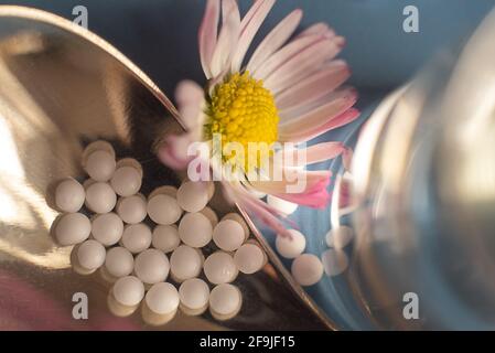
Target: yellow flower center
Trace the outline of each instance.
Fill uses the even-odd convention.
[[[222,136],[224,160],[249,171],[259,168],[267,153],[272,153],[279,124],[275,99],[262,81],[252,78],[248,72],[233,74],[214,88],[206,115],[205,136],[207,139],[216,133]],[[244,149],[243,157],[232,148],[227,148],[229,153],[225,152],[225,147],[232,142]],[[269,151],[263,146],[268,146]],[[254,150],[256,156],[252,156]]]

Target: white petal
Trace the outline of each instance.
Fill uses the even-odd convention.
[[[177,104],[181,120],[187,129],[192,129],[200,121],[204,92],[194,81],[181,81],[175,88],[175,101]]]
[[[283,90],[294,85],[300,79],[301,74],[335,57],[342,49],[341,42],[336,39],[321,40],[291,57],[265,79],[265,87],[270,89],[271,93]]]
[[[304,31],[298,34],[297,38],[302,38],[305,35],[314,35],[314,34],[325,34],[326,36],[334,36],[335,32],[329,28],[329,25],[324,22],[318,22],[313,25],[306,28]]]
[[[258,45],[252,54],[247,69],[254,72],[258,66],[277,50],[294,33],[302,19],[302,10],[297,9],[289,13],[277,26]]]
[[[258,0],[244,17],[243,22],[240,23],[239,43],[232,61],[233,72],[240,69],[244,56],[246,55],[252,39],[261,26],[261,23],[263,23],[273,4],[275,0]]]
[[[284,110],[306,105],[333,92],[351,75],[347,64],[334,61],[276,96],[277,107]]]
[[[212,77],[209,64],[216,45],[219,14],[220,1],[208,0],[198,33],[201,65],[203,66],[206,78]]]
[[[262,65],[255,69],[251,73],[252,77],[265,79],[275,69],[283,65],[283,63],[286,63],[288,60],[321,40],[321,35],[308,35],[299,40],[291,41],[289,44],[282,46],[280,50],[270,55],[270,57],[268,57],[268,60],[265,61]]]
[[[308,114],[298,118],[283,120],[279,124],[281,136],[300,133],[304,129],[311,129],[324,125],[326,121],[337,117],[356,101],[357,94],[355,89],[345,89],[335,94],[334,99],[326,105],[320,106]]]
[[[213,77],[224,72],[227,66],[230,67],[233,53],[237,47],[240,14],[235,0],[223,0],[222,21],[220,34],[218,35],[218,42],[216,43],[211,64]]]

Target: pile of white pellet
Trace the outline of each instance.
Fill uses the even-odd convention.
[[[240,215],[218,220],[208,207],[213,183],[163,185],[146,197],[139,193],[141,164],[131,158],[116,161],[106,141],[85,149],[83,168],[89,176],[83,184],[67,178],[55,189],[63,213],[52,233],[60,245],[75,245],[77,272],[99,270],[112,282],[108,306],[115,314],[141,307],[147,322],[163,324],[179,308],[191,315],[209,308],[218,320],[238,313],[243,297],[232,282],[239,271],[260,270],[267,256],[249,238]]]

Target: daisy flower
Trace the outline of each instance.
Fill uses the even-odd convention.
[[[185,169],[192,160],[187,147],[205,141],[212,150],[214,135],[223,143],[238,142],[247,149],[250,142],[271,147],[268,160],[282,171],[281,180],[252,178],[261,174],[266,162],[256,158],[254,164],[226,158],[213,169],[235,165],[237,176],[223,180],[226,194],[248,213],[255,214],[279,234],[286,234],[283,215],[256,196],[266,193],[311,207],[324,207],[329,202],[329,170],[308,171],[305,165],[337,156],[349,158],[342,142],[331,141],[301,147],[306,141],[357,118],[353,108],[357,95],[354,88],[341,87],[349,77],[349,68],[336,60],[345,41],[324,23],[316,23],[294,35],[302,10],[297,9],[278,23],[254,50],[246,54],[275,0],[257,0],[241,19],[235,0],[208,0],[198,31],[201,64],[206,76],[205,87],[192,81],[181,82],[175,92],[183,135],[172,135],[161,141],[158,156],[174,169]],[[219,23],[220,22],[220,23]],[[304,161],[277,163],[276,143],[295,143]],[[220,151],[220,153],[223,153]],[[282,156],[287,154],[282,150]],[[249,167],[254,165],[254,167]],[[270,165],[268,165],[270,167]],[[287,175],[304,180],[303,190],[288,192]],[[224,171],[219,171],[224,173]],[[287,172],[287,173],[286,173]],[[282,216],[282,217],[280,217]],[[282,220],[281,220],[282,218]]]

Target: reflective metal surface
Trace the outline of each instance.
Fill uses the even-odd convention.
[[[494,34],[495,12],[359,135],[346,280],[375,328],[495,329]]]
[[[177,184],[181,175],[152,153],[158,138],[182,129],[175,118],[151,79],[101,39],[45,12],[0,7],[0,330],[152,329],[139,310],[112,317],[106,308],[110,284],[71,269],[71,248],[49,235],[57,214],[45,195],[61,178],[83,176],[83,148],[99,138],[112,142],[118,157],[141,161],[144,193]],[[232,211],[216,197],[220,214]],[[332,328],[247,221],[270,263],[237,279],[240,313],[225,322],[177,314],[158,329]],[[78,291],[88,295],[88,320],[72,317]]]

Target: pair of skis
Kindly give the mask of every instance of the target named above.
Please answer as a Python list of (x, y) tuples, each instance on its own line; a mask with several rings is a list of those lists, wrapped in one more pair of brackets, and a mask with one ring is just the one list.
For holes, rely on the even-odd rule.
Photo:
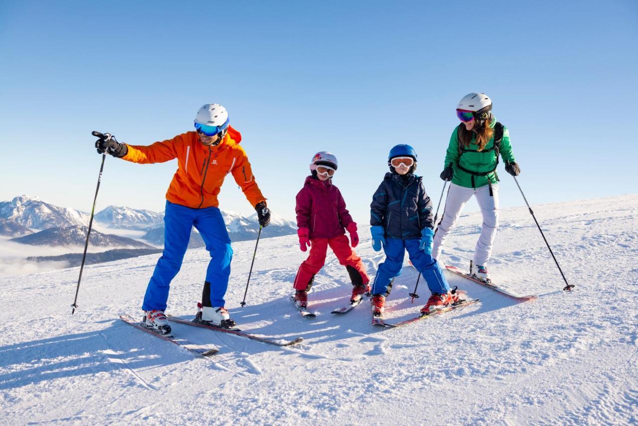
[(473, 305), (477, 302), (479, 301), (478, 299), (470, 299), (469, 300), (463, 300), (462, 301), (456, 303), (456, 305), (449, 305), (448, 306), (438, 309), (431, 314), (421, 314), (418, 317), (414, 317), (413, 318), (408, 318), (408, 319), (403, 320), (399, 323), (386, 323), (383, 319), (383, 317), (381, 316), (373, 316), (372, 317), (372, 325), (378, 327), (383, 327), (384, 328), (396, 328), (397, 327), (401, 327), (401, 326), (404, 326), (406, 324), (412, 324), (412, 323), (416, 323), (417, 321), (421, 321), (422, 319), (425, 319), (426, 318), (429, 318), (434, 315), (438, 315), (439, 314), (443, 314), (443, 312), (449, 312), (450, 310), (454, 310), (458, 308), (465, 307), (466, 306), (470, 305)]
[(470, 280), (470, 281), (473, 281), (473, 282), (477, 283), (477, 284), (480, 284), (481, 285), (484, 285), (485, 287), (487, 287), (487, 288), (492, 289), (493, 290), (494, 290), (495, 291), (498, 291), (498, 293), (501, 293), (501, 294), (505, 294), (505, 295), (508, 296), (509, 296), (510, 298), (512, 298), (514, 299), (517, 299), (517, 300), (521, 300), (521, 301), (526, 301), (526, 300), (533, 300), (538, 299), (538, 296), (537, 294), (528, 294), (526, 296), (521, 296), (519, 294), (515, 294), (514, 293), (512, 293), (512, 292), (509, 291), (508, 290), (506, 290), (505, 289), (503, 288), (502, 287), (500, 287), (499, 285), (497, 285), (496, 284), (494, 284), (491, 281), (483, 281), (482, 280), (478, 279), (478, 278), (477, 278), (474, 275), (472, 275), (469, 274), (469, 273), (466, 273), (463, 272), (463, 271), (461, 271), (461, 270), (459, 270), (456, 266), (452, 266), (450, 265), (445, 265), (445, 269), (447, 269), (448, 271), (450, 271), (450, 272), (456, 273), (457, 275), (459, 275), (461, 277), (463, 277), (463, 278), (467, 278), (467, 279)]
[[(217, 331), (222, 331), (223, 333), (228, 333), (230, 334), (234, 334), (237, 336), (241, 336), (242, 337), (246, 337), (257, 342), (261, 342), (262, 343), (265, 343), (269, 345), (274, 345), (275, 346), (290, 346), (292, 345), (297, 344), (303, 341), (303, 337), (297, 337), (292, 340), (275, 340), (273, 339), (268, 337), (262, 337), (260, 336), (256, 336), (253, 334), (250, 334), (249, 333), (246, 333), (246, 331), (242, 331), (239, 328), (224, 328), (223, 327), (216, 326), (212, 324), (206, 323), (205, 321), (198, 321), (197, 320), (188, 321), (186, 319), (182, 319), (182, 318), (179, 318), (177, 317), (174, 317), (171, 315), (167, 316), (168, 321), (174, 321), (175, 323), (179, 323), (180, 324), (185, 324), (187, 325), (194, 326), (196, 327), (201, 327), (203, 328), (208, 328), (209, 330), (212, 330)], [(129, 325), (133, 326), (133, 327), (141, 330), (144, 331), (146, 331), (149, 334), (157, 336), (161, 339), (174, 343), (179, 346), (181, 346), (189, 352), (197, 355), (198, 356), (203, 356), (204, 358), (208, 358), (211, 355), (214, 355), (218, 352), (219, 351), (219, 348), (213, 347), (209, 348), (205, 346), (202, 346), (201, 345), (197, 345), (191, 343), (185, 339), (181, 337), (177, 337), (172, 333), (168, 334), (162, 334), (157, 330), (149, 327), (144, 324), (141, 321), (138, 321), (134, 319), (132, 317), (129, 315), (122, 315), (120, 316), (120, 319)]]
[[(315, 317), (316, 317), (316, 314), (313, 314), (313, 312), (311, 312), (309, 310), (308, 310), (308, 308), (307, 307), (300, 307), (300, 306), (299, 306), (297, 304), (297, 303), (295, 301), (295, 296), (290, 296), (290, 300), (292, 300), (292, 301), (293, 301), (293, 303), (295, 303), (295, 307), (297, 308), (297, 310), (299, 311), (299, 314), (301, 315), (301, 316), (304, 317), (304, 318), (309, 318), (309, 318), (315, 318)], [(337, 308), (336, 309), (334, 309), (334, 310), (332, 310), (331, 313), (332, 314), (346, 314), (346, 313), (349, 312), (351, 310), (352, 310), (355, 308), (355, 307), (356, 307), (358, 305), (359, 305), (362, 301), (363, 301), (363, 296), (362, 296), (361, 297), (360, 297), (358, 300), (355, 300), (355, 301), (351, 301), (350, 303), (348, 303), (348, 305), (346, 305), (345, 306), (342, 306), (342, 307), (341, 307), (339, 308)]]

...

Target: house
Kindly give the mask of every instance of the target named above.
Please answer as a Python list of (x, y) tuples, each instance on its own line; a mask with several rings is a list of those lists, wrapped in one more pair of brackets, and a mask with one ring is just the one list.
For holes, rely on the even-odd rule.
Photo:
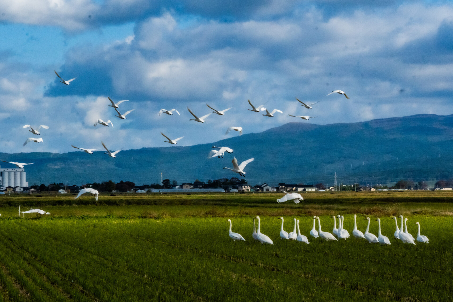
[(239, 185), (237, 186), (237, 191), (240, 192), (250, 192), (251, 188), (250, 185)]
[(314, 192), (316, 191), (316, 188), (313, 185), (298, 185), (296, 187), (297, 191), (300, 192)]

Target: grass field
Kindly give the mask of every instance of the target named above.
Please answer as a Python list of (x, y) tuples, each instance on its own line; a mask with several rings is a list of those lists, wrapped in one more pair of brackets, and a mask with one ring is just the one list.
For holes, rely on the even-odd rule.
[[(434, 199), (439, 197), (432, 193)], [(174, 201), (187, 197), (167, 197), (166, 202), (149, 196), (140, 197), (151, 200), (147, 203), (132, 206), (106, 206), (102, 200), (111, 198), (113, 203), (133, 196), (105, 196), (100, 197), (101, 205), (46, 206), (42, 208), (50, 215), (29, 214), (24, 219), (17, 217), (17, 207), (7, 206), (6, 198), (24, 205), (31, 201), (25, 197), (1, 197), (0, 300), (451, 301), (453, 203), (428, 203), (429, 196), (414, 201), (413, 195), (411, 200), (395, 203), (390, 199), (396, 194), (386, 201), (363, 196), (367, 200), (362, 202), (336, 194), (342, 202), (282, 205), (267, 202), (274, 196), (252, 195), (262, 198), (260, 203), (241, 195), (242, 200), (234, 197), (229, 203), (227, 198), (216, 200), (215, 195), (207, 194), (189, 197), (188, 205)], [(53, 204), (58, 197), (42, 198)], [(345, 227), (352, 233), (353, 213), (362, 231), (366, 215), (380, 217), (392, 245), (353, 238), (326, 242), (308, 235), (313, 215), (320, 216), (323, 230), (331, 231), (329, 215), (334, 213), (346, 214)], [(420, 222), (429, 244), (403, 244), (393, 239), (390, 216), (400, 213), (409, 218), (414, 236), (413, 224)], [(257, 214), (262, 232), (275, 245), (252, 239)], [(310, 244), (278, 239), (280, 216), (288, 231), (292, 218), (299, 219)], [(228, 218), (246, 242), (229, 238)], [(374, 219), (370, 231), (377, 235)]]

---

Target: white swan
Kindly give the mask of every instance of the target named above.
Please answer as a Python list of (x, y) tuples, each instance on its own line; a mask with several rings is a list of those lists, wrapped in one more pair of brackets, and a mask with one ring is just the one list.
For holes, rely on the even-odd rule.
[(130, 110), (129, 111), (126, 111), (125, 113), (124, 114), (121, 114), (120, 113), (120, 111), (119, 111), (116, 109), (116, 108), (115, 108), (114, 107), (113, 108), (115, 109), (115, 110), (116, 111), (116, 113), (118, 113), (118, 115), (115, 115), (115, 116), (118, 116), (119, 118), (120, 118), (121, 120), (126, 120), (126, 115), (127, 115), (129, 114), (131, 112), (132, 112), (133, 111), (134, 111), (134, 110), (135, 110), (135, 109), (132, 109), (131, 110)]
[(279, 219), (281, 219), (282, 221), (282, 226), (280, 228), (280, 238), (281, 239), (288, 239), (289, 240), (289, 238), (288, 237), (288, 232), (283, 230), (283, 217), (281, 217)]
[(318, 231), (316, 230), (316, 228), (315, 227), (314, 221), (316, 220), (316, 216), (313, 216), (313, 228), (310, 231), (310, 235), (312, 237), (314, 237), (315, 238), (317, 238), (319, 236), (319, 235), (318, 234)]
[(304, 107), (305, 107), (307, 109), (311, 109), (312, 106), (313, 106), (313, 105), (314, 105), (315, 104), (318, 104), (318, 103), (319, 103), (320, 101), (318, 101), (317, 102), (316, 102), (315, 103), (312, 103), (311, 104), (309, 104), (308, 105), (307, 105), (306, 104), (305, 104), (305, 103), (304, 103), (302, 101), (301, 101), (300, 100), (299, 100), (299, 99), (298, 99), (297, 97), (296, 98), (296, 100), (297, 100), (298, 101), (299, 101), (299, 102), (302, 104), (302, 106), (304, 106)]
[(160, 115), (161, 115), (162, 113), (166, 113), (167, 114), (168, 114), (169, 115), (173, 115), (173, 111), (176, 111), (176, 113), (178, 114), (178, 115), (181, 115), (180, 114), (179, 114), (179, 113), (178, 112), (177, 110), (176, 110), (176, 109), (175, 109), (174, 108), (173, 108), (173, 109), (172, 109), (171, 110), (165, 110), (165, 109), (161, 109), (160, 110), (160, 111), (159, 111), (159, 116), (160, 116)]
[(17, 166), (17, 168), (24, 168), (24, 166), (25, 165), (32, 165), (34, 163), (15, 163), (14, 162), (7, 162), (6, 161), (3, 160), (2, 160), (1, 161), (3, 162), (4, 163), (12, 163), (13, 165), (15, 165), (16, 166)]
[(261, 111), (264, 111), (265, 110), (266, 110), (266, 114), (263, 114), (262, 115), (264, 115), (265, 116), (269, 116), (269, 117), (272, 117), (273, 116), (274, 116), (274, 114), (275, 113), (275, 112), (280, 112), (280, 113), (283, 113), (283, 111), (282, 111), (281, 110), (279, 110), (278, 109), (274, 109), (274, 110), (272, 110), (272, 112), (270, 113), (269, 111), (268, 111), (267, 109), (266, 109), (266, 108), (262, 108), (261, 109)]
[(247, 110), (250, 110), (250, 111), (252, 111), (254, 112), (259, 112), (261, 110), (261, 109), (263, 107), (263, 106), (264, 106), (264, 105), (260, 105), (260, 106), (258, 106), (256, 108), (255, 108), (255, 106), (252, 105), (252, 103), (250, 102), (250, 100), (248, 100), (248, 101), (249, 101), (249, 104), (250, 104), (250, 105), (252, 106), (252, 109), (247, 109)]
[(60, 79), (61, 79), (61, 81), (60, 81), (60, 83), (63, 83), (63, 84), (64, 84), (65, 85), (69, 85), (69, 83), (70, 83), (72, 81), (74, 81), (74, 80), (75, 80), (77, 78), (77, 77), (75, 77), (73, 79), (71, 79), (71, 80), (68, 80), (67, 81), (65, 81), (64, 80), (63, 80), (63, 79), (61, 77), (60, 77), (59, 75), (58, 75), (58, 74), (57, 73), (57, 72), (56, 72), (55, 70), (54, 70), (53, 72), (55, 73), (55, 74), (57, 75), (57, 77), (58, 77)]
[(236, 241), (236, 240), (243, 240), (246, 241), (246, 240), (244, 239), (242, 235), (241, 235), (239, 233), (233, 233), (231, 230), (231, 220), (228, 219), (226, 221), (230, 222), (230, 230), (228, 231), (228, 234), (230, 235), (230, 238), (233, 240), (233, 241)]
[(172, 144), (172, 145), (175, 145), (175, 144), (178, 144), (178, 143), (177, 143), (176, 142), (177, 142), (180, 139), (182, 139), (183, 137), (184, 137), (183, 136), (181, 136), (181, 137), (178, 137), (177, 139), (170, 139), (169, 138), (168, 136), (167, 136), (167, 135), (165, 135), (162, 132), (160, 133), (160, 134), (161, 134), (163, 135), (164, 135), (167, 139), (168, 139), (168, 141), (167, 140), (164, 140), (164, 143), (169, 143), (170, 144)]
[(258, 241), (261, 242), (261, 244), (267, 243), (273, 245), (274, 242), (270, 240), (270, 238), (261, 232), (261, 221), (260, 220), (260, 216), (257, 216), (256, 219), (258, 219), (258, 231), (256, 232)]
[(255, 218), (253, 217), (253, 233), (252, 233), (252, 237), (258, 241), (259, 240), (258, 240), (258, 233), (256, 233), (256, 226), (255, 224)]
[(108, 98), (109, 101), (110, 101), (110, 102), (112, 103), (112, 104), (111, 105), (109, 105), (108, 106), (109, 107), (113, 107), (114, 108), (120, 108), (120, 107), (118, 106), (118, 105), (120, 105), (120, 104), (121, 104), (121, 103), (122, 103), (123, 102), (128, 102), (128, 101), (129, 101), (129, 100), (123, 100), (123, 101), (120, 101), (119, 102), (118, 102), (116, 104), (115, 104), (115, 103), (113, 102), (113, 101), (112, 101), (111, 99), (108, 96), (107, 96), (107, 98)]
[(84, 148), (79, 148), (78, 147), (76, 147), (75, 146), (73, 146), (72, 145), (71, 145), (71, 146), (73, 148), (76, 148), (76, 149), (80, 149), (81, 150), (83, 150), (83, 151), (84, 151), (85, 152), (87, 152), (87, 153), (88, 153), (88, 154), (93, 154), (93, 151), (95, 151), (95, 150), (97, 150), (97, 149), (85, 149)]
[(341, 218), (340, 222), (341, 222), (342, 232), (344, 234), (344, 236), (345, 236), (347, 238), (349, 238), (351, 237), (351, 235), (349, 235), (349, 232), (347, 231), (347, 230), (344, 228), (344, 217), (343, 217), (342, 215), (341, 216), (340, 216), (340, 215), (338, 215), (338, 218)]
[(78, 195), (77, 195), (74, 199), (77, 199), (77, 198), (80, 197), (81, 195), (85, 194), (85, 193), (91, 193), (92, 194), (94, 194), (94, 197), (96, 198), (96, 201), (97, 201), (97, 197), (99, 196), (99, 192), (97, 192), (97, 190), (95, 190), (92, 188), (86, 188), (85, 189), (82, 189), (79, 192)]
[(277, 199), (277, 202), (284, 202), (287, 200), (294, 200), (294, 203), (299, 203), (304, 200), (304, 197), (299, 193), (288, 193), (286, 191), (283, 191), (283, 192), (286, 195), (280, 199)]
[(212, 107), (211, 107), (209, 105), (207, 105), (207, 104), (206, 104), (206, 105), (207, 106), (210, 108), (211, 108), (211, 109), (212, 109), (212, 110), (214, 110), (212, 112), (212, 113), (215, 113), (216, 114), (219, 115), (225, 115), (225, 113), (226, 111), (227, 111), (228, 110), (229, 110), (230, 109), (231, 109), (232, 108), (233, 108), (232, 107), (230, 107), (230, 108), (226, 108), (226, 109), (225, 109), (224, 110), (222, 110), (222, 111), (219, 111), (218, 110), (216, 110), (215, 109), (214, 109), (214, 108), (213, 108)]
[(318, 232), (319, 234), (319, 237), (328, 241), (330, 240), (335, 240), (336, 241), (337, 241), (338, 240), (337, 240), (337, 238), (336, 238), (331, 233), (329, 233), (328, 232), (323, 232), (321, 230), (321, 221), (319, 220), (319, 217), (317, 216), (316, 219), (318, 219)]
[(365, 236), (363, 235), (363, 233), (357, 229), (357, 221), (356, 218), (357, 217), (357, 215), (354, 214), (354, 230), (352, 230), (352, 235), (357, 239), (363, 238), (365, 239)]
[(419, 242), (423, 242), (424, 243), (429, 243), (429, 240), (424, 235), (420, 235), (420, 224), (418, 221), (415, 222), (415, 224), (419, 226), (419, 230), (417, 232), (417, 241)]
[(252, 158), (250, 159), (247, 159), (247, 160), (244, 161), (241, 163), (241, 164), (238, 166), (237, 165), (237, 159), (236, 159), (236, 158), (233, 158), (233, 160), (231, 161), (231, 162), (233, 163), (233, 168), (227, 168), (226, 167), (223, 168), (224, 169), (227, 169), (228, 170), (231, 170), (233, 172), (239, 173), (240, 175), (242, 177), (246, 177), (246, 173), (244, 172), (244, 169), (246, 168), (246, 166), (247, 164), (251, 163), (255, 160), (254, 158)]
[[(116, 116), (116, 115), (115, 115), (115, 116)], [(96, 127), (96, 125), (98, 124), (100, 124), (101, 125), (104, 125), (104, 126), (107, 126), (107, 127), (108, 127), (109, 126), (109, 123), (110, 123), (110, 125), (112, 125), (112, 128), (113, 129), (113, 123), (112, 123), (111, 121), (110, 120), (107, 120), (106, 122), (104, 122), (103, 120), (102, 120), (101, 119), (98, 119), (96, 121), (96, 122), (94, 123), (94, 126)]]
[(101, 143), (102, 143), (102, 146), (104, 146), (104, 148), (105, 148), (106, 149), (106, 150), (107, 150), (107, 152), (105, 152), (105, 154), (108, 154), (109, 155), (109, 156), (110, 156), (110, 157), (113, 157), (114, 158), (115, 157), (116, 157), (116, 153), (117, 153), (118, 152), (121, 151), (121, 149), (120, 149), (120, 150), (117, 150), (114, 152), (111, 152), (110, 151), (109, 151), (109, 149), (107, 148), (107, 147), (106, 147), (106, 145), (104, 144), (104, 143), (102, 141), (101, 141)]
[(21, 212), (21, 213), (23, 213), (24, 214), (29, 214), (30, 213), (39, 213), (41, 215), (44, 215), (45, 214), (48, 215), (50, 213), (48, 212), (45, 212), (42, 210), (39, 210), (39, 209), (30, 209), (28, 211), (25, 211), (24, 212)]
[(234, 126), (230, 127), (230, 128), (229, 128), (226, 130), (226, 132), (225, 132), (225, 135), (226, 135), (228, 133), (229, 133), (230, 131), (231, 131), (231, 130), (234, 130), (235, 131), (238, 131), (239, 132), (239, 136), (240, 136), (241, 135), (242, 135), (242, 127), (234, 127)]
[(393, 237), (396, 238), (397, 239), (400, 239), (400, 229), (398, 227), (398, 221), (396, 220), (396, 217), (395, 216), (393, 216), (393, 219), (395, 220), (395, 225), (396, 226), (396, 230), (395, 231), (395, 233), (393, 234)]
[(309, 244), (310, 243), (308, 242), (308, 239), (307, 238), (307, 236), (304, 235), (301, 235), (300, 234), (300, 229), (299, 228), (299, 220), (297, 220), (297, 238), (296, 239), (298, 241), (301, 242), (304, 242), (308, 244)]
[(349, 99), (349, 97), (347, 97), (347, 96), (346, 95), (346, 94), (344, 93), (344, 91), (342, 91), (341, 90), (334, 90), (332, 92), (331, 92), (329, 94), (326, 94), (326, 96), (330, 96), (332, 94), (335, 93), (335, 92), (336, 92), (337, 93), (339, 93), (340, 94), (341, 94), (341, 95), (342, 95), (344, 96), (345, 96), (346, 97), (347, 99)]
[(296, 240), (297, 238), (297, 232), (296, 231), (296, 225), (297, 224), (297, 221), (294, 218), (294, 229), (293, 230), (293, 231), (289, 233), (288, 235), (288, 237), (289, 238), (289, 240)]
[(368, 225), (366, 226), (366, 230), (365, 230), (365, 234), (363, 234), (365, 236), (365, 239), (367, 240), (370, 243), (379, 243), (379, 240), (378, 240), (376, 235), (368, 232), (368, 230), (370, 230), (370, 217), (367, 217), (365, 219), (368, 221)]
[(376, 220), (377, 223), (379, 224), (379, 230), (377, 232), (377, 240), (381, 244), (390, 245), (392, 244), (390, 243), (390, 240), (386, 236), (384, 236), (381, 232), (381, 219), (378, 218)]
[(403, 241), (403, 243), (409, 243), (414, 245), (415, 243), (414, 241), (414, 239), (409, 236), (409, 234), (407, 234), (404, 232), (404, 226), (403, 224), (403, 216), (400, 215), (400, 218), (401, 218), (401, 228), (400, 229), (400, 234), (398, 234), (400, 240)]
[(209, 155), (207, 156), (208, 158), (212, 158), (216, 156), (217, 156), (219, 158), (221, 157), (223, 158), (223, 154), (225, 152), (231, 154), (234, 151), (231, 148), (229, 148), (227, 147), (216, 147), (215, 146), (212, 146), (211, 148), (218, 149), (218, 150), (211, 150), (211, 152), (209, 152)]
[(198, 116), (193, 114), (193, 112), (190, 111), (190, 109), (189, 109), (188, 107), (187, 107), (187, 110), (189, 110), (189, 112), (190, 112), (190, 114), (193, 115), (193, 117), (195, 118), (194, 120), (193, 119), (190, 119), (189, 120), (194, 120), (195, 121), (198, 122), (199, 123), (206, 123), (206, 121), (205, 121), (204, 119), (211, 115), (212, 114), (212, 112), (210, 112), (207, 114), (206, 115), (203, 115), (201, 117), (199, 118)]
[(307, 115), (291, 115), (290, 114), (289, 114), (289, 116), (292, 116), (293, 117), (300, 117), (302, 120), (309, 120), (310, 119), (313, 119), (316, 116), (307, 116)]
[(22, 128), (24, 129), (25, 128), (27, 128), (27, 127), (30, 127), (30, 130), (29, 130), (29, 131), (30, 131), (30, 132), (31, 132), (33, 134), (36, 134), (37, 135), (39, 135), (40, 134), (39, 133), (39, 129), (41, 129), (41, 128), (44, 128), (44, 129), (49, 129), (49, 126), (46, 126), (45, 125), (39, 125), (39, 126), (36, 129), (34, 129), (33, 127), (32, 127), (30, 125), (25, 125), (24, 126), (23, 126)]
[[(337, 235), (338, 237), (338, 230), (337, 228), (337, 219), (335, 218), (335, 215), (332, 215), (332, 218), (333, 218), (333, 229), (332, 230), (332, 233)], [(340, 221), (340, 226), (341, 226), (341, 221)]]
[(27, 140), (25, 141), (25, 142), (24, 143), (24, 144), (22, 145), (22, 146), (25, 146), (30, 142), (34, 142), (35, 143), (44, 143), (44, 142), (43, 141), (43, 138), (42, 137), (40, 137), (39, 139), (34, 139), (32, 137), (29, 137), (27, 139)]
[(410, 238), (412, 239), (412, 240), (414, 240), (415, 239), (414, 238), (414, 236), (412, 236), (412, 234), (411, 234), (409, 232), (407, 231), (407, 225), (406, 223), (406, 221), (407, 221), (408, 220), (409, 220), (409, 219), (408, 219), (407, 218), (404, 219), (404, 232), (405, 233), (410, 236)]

■ DESCRIPTION OF THE TASK: Reproduce the rows above without any change, beginning at the line that contains "Target: white swan". Stop after the line that contains "235), (318, 234)]", and include both of those lines.

■ REPLY:
Target: white swan
Kindly give the mask of every instance of the target named above.
Please answer as a Python list of (x, y) tuples, each instance on its own line; a mask with several rings is a list of those lists, wrapped in one more pair of brackets, and a mask with one ring is just the one list.
For holes, rely on the even-odd rule.
[(130, 110), (129, 111), (126, 111), (125, 113), (124, 114), (121, 114), (120, 113), (120, 111), (119, 111), (116, 109), (116, 108), (115, 108), (114, 107), (113, 108), (115, 109), (115, 110), (116, 111), (116, 113), (118, 113), (118, 115), (115, 115), (115, 116), (118, 116), (119, 118), (120, 118), (121, 120), (126, 120), (126, 115), (127, 115), (129, 114), (131, 112), (132, 112), (133, 111), (134, 111), (134, 110), (135, 110), (135, 109), (132, 109), (131, 110)]
[(279, 219), (281, 219), (282, 221), (282, 226), (280, 228), (280, 238), (281, 239), (288, 239), (289, 240), (289, 238), (288, 237), (288, 232), (283, 230), (283, 217), (281, 217)]
[(318, 231), (316, 230), (316, 228), (315, 227), (314, 221), (316, 220), (316, 216), (313, 216), (313, 228), (310, 231), (310, 235), (312, 237), (314, 237), (315, 238), (317, 238), (319, 236), (319, 235), (318, 234)]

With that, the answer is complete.